How to complete this task
From the first line to the last, copy the data exactly.

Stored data
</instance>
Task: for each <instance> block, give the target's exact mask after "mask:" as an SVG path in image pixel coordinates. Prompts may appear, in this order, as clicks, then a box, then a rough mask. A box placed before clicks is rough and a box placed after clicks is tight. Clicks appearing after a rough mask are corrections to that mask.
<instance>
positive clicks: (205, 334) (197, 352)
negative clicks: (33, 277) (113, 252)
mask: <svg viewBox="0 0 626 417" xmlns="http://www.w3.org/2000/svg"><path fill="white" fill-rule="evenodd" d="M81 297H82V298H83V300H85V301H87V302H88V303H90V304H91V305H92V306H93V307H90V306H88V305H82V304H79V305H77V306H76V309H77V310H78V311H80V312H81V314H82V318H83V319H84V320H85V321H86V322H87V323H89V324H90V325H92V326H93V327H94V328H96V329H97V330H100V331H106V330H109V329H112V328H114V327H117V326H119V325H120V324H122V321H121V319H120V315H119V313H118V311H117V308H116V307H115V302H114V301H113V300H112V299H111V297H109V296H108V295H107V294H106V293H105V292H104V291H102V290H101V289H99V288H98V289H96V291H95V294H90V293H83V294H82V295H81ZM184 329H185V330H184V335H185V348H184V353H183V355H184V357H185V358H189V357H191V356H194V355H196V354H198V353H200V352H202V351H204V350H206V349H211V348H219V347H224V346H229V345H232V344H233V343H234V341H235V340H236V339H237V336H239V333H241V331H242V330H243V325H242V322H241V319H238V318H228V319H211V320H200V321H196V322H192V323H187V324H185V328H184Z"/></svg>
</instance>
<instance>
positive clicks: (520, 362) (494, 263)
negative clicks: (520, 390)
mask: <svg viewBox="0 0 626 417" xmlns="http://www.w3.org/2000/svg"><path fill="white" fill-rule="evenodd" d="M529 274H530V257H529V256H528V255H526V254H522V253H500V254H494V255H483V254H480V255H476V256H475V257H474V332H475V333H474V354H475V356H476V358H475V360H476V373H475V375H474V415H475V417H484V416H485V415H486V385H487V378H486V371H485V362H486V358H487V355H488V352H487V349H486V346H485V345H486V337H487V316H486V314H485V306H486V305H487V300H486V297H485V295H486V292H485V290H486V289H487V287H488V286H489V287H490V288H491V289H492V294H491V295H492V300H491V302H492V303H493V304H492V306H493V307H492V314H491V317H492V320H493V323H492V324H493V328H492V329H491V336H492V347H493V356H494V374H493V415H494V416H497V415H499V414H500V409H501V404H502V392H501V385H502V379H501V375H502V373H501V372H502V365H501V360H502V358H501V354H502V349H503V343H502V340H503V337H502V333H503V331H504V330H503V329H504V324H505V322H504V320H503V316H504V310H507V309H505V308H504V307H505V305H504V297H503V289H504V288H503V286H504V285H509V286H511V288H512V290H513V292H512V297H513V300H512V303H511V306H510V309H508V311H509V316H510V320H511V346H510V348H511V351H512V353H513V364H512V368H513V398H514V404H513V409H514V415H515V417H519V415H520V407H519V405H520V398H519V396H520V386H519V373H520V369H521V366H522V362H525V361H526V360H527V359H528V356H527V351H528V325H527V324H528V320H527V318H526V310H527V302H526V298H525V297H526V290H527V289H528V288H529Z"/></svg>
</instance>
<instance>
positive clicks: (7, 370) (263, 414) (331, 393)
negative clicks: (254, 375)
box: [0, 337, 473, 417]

Reply
</instance>
Task: for each <instance> block, give the target's exact mask after "mask:" as an SVG path in image pixel coordinates. Prompts may appear, in this order, as clicks, then a box, then a rough mask. A box placed before clicks is rough and a box placed after clicks is tight. Clicks appearing after a rough mask are corrections to that mask.
<instance>
positive clicks: (205, 334) (197, 352)
negative clicks: (33, 277) (113, 252)
mask: <svg viewBox="0 0 626 417" xmlns="http://www.w3.org/2000/svg"><path fill="white" fill-rule="evenodd" d="M81 297H82V298H83V300H85V301H87V302H88V303H90V304H91V305H92V306H93V307H90V306H88V305H82V304H79V305H77V306H76V309H77V310H78V311H80V312H81V314H82V318H83V319H84V320H85V321H86V322H87V323H89V324H90V325H92V326H93V327H94V328H96V329H97V330H100V331H106V330H109V329H112V328H114V327H117V326H119V325H120V324H122V321H121V319H120V315H119V313H118V311H117V308H116V307H115V302H114V301H113V300H112V299H111V297H109V296H108V295H107V294H106V293H105V292H104V291H102V290H101V289H99V288H98V289H96V291H95V294H90V293H83V294H82V295H81ZM184 329H185V330H184V335H185V348H184V353H183V355H184V357H185V358H189V357H191V356H194V355H196V354H198V353H200V352H202V351H204V350H206V349H211V348H219V347H224V346H229V345H232V344H233V343H234V341H235V340H236V339H237V336H239V333H241V331H242V330H243V325H242V322H241V319H238V318H228V319H211V320H200V321H196V322H192V323H187V324H185V328H184Z"/></svg>
</instance>
<instance>
positive clicks: (520, 362) (494, 263)
negative clicks: (520, 390)
mask: <svg viewBox="0 0 626 417" xmlns="http://www.w3.org/2000/svg"><path fill="white" fill-rule="evenodd" d="M529 274H530V257H529V256H528V255H526V254H522V253H500V254H494V255H483V254H480V255H476V256H475V257H474V332H475V333H474V354H475V356H476V358H475V360H476V373H475V375H474V415H475V417H484V416H485V415H486V385H487V378H486V371H485V362H486V358H487V355H488V352H487V349H486V346H485V345H486V337H487V316H486V314H485V306H486V305H487V300H486V297H485V295H486V292H485V290H486V289H487V287H488V286H489V287H490V288H491V289H492V294H491V295H492V300H491V302H492V303H493V304H492V306H493V307H492V314H491V317H492V320H493V323H492V324H493V328H492V329H491V336H492V347H493V356H494V374H493V415H494V416H497V415H499V414H500V409H501V404H502V392H501V385H502V379H501V375H502V373H501V372H502V365H501V360H502V358H501V354H502V349H503V343H502V340H503V337H502V333H503V331H504V330H503V329H504V324H505V322H504V320H503V316H504V310H507V309H505V308H504V307H505V305H504V297H503V289H504V288H503V286H504V285H509V286H511V288H512V290H513V292H512V297H513V300H512V303H511V306H510V309H508V311H509V316H510V320H511V346H510V348H511V351H512V353H513V364H512V368H513V398H514V404H513V409H514V415H515V417H519V415H520V407H519V405H520V398H519V396H520V386H519V373H520V369H521V366H522V362H525V361H526V360H527V359H528V356H527V351H528V325H527V324H528V320H527V318H526V310H527V302H526V298H525V297H526V290H527V289H528V288H529Z"/></svg>
</instance>
<instance>
positive clicks: (7, 370) (263, 414) (331, 393)
negative clicks: (254, 375)
box: [0, 337, 473, 417]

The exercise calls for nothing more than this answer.